DIRECTIONS>
Copy every one of the records below word for word, but leave out the pictures.

** BEGIN **

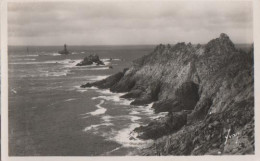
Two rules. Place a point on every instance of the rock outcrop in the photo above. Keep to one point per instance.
(89, 60)
(64, 51)
(208, 91)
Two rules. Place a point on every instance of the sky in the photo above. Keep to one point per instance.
(128, 22)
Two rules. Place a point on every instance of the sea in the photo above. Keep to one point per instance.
(50, 115)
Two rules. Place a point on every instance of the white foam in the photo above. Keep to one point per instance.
(71, 99)
(97, 78)
(100, 110)
(19, 56)
(100, 68)
(128, 138)
(95, 127)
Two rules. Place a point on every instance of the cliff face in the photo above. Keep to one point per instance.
(207, 91)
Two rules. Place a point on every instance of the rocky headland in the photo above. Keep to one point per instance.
(207, 90)
(91, 59)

** END **

RESPONSE TO THIS EXERCISE>
Two rules. Place a point on every instance of the rock outcrop in the photo above. Keep to one point per instance.
(89, 60)
(64, 51)
(208, 91)
Two rules. Place a point on every instance of the sky in the photo above. Keep to one point per instance.
(128, 22)
Two rules. Place a point on every instance of the sea in the photo above. Keep to one point per instance.
(50, 115)
Two rules. Place a point on every instance of the white foam in the photo above. Keep to one point per instance.
(71, 99)
(97, 78)
(100, 110)
(19, 56)
(100, 68)
(128, 138)
(95, 127)
Two rules. Place a point on every instance of the cliff face in the photo above. Keep to one point per instance.
(207, 91)
Two rules. Place a point on every instance of the rocky headland in the photo above. Keep to one point per instance.
(207, 90)
(91, 59)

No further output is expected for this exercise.